#### [YOUR INSTRUCTIONS]
In the nontuberculous mycobacteria text below, begin at the words "Traditionally, it was" and stop after "fomites and aerosols.". Write out that stretch again, switching each "M. abscessus complex" to "Mycobacterium abscessus".

#### [DOCUMENT EXTRACT]
————————

Household and building plumbing systems provide a stable, nutrient-limited, disinfectant-containing habitat that is ideal for NTM growth and persistence. As NTM are relatively resistant to high temperature, these organisms can survive in water heaters and hot water pipes. Households with water heater temperatures <50°C were more likely to yield NTM (17/20, 85%) than those with water temperature >55°C (6/15, 40%)27. Numerous studies have shown that showerheads and tap water as well as the end points of drinking water distribution systems are the reservoirs of NTM in the household28. Studies that used genotyping have shown that NTM isolates from patients are identical to those in the environment, that is, from shower water29 30, showerheads31, and household tap water32.

NTM species have been isolated from house dust33 and soils34. Dry potting soil is a problem because the soil particles can be aerosolized during gardening, and thus, an individual can inhale these particles. DNA fingerprinting methods have shown that NTM isolates from a patient and those from the patient's dried potting and garden soil were identical34.

3) Hospital environment

NTM are also found in hospital environment. Hospital water distribution system may serve as a reservoir of NTM. These organisms contaminate hospital materials and can cause nosocomial outbreaks and pseudo-outbreaks35. Recently, several outbreaks due to M. chimaera have occurred from heatercooler devices used during open-heart surgery36 37.

2. Transmission

NTM are generally acquired from the environment via ingestion, inhalation, and dermal contact1 2. These organisms are everywhere in the human environment and can be readily aerosolized. NTM in household plumbing systems are readily aerosolized from taps, showerheads, and hot tubs. Home humidifiers filled with household water could be a potential generator of a high number of NTM in aerosols12. Use of indoor swimming pools has been associated with NTM lung disease among individuals with cystic fibrosis38. Dusts generated during potting of plants or gardening are also likely sources of NTM infection. Humans are likely to be exposed to NTM in their homes through simple daily activities, such as drinking, showering, or gardening39. The most common routes for pulmonary NTM infection involve the inhalation of aerosols generated by hot tubs and showerheads. Indeed, the global increase in NTM infections may reflect the use of showers rather than bathing40.

1) Human to human transmission

Traditionally, it was believed that human-to-human NTM transmission is not possible. Whole genome sequencing, a new molecular technique, has provided the first genetic evidence of human-to-human transmission of M. abscessus complex among patients with cystic fibrosis41 42. Bryant et al.42 have performed a whole genome sequencing analysis of 1,080 clinical isolates of M. abscessus complex obtained from 517 patients from cystic fibrosis centers in seven countries. Results have shown that most M. abscessus complex infections were acquired via human-to-human transmission, potentially via fomites and aerosols.

————————

#### [MATERIAL SHOWN]
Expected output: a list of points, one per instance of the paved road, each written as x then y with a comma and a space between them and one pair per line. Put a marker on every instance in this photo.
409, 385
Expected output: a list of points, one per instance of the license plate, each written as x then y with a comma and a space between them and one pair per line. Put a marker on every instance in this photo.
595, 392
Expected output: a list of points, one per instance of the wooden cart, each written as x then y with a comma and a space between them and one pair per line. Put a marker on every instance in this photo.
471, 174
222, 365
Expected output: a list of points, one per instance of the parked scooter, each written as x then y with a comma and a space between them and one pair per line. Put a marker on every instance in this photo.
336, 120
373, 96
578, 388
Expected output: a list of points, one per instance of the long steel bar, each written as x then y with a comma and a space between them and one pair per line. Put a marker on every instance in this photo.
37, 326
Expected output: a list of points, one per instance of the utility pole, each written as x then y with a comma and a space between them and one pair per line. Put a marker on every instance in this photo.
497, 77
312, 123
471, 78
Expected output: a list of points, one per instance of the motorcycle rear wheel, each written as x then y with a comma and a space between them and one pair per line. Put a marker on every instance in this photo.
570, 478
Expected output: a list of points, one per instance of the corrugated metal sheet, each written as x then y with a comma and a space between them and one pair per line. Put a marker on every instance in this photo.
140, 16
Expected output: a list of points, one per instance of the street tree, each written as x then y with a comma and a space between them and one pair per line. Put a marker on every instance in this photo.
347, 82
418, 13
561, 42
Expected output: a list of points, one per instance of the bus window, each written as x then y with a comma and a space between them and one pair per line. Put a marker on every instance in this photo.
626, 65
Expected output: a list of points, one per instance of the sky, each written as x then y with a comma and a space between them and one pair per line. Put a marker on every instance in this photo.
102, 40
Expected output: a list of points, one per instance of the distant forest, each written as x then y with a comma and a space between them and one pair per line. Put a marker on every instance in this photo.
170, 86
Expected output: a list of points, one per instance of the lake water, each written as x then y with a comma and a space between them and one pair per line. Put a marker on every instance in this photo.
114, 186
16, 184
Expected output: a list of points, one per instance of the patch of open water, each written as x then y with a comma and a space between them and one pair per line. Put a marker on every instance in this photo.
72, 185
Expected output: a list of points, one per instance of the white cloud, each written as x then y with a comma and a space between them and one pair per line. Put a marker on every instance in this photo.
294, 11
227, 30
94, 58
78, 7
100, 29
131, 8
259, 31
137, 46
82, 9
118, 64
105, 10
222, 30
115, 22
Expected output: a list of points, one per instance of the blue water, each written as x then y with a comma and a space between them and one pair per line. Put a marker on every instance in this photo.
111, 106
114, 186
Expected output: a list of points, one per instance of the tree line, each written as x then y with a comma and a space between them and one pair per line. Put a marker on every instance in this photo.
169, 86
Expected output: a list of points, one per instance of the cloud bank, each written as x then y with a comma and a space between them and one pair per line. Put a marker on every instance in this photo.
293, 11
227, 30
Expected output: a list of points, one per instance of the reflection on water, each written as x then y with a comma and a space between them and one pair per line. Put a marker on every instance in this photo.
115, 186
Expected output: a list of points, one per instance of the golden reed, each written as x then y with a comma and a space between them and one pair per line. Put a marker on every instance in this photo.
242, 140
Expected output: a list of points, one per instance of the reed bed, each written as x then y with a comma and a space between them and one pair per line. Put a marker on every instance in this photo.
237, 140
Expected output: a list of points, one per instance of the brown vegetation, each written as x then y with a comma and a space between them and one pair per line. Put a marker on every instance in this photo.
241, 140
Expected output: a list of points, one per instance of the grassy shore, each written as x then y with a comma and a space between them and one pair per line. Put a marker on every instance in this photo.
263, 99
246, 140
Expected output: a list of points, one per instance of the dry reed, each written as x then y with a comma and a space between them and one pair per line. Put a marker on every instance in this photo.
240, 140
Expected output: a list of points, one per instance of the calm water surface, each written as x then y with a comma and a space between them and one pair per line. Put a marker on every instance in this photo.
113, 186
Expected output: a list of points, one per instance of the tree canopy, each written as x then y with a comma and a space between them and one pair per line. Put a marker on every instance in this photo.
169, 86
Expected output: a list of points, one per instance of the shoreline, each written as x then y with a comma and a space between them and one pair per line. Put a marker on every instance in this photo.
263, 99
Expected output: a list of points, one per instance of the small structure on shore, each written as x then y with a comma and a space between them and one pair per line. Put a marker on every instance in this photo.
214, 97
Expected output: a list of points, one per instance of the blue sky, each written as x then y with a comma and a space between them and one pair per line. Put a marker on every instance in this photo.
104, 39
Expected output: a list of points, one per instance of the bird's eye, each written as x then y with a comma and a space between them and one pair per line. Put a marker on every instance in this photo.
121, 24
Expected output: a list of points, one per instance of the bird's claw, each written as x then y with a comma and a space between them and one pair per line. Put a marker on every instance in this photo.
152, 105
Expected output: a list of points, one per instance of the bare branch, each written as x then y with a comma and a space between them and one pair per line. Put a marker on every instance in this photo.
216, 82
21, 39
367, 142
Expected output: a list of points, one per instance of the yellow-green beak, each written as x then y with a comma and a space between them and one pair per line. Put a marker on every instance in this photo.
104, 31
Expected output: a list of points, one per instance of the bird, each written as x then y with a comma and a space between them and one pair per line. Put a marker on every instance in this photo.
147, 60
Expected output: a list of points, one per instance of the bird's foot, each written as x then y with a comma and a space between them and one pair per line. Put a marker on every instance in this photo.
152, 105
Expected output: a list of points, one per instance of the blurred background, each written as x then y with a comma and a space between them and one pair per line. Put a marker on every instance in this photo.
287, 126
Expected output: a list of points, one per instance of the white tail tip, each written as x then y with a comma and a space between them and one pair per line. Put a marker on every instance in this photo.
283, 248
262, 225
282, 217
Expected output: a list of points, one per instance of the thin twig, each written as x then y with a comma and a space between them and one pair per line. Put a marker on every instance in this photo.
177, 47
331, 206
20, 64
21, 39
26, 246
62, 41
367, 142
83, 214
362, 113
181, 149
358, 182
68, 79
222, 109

————————

#### [TASK ANSWER]
Traditionally, it was believed that human-to-human NTM transmission is not possible. Whole genome sequencing, a new molecular technique, has provided the first genetic evidence of human-to-human transmission of Mycobacterium abscessus among patients with cystic fibrosis41 42. Bryant et al.42 have performed a whole genome sequencing analysis of 1,080 clinical isolates of Mycobacterium abscessus obtained from 517 patients from cystic fibrosis centers in seven countries. Results have shown that most Mycobacterium abscessus infections were acquired via human-to-human transmission, potentially via fomites and aerosols.